→ **What to do**
[A] In the account of the Bishop at Kohimarama, what did the students clean on Saturdays?
[B] Turn the paragraph of the Kohimarama account that opens with "When we had been there a long time" into a short bulleted list that keeps its main facts.
[C] Carry the account of the Bishop at Kohimarama forward from its final sentence.

The Bishop gave us lessons at Kohimarama and looked after us well; he gave us good food, and did not allow us to wear dirty clothes; they were always being washed. I saw that he was doing the same as he had done at Lifu, giving us good food and having our clothes washed all the time and teaching us in school every day.
When we had been there a long time, the Bishop told us to help with the work He gave some of us work in the cook house, cooking and washing the dishes and sweeping the house. On Saturday we cleaned out all the houses and washed the tables. Some of us worked in the gardens, and some of us looked after the cows, and I saw how good it was for the Bishop to give us this sort of work to do. As for him, he just sat in the house reading and writing, not [15/16] thinking much about meals. When the dinner bell went he would come out for the meal, and then go straight back to continue with his reading. I looked at his book, thinking that I could understand by just gazing at it, but it was learned and difficult.
One day we did not hear the bell for school, but came late. He sent us out again and would not let us come to school I was very sorry about this and thought it was not right to treat us like that. Then at midday the Bishop called Wonpaso and me to his house to speak to us about not going to school. We were frightened as we went to him, thinking he would be angry with us. But no, he only spoke gently to us, telling us not to do it again but to be punctual at school and at meals, Yes, he was truly a good man. He just could not get angry with anyone or speak crossly to anyone, but he spoke gently to everyone in the school. If anything was spoiled in the house, a plate or a cup, he never scolded anyone for it, but merely said, "We will buy another one."

Point annotation records
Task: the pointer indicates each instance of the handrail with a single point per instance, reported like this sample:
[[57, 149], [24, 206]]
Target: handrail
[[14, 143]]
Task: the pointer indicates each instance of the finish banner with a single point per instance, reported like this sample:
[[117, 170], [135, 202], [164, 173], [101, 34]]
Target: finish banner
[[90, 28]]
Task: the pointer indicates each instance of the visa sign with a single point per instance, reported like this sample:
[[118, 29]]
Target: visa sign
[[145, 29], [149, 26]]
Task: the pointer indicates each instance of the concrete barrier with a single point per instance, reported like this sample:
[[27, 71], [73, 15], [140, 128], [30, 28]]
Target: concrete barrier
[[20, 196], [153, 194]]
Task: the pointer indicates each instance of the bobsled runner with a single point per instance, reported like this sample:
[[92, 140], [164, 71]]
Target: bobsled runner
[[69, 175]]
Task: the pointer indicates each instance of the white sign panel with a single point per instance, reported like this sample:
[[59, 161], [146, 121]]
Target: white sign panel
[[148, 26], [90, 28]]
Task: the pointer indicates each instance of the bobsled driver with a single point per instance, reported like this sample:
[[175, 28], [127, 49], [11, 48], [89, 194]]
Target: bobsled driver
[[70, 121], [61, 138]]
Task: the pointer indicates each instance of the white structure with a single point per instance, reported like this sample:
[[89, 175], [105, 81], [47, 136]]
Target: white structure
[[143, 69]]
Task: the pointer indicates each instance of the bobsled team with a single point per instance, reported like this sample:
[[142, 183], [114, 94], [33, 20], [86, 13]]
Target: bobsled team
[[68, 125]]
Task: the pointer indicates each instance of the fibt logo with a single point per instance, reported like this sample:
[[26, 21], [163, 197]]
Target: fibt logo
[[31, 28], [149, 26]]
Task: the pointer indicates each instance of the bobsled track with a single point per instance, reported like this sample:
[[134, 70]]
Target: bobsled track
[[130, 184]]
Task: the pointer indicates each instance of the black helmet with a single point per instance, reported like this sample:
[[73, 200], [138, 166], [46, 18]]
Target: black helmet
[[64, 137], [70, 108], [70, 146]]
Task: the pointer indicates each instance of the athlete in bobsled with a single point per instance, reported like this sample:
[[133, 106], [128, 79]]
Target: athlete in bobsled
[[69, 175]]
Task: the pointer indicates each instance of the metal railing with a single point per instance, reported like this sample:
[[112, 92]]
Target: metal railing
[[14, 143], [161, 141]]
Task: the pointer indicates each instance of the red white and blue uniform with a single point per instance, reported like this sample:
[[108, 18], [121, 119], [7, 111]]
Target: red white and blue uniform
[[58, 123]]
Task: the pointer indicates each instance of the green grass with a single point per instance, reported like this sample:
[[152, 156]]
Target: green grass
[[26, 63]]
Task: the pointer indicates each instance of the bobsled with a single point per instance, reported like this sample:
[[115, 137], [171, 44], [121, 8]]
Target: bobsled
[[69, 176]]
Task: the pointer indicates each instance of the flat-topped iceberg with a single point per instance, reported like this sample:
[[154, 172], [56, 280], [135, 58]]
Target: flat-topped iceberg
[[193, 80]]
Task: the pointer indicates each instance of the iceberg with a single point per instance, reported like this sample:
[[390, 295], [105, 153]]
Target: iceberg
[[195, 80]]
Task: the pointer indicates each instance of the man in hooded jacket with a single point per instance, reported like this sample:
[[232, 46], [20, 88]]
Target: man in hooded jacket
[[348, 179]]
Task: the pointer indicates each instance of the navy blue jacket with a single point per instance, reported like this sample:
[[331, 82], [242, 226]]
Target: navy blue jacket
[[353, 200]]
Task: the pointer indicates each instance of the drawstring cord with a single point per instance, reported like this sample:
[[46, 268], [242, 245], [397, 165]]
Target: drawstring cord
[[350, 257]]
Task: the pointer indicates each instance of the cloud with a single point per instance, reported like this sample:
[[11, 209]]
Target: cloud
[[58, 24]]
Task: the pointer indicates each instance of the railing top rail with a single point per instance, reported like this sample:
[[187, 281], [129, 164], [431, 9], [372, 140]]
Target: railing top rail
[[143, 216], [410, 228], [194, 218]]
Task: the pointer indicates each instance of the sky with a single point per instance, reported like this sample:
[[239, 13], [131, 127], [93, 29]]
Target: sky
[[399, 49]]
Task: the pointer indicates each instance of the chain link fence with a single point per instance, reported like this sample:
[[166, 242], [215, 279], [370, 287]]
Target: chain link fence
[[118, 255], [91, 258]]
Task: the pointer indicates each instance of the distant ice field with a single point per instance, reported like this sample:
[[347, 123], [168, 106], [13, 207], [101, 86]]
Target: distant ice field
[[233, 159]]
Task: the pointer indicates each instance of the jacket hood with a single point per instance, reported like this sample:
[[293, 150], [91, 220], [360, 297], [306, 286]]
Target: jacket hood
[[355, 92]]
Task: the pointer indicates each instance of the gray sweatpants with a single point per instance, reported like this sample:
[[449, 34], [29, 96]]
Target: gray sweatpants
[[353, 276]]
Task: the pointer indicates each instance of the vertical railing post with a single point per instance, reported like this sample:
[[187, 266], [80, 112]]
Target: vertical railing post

→ **Responses for each task**
[A] On Saturdays they cleaned out all the houses and washed the tables.

[B]
- After a long stay, the Bishop had the students help with the work.
- Some worked in the cook house, cooking, washing dishes and sweeping.
- On Saturdays they cleaned all the houses and washed the tables.
- Others worked in the gardens or looked after the cows.
- The narrator thought this work was good for them.
- The Bishop spent his time reading and writing, giving little thought to meals. He came out when the dinner bell rang and went straight back to his reading afterward.
- The narrator looked at his book but found it learned and difficult.

[C]
WE returned to the islands and I was put down at Vanua Lava, for that was still my home, and the Bishops stayed at Mota. Some days when it was calm I paddled over to Mota in a canoe and stayed with them at Make and had school for three or four days, then went back to Vanua Lava. I kept on doing this, and soon found that I could put together the letters at Mota which I had tried in vain to do at Lifu and in New Zealand. This was a real enlightenment to me. I was astonished at it, for I quickly learned to read some words. The Bishop wrote some words for me, and then he wrote out the Lord's Prayer and I could read it. In that year when Bishop Patteson started work at Mota, there was a population there, but they were very ignorant, living in strife with one [16/17] another, afraid of one another and always fighting; they could not live together in peace. When he came to Mota, he strictly denounced that kind of way of life. He was always going round the villages, telling them to cease this kind of life. Every day he was doing this.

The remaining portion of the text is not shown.